_Selection_.
_____

Average Time for Method 1: 11757ms
Average Time for Method 2: 11587ms
Average Time for Method 3: 12012ms

My conclusion of this would be:
Overall the 3 methods are equally fast!
With method 3, the pointer check, being slightly slower, and the inline if-check beeing the fastest

kshegunov

Can you pull the assembly for those three.
Additional notes:

You will want to make them methods inline, otherwise I feel the call instruction cost is pretty significant compared to the function's body (and also the QVector::at where the arguments are taken from the precomputed array).
Edit: Have also a brief look at this table
I couldn't see getRand defined, but if it does what I think it does, then you have a systematic error - you're accessing only real elements of the array (not out-of-bound ones). Which may put test 3 at a disadvantage (or it may not, I'm not sure either way).

_____

_Listing_.

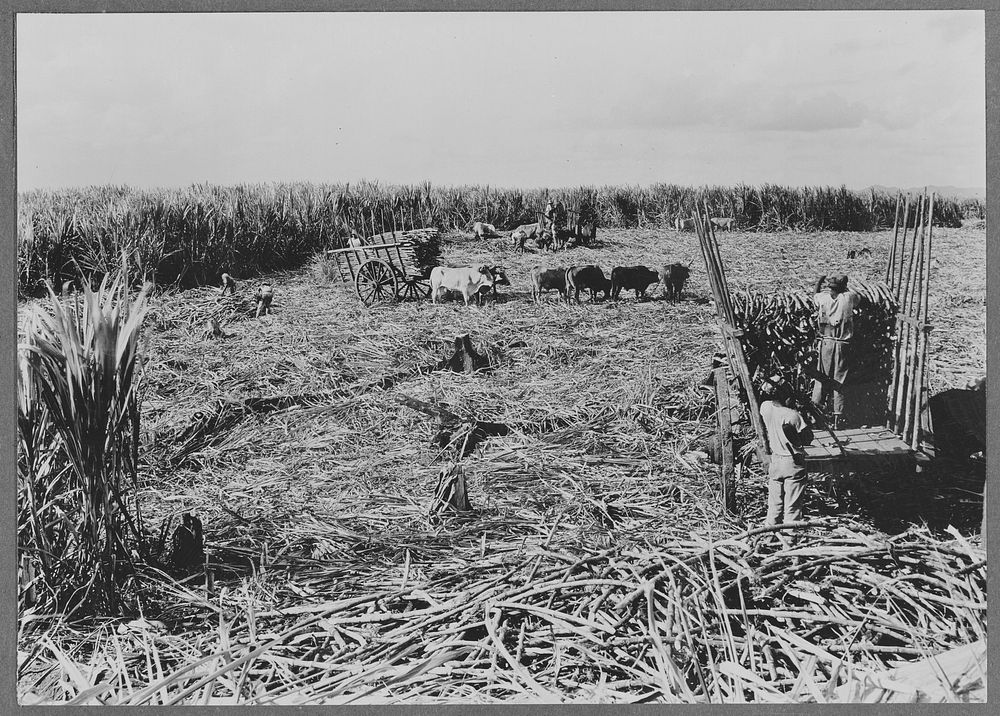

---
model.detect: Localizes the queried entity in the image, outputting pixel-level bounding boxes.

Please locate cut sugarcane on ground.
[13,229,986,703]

_____

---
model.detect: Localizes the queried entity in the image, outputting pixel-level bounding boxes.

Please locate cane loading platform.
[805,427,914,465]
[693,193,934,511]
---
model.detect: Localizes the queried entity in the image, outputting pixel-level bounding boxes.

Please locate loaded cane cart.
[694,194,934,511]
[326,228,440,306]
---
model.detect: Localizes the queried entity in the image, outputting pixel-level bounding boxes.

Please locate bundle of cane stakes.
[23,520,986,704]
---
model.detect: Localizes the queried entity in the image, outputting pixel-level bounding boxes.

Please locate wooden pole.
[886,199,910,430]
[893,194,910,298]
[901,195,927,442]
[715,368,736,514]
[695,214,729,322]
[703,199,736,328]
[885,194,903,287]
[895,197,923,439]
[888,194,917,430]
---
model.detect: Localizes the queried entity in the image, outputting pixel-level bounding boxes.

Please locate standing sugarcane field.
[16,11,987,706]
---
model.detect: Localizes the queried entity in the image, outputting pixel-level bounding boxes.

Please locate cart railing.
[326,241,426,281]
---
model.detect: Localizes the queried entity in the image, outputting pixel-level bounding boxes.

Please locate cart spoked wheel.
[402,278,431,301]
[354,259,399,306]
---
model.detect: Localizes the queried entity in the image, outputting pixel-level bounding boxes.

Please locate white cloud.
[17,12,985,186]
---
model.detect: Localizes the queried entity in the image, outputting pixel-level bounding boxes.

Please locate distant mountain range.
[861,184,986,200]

_____

Answer these questions from the forum excerpt on timing three methods:
1. Which method has the lowest average time, and what is that time?
2. What does kshegunov ask to see for the three methods?
3. Which definition could kshegunov not find?
The records are separate material, apart from the forum excerpt.

_Problem solution_.
1. Method 2, at 11587ms.
2. The assembly.
3. getRand.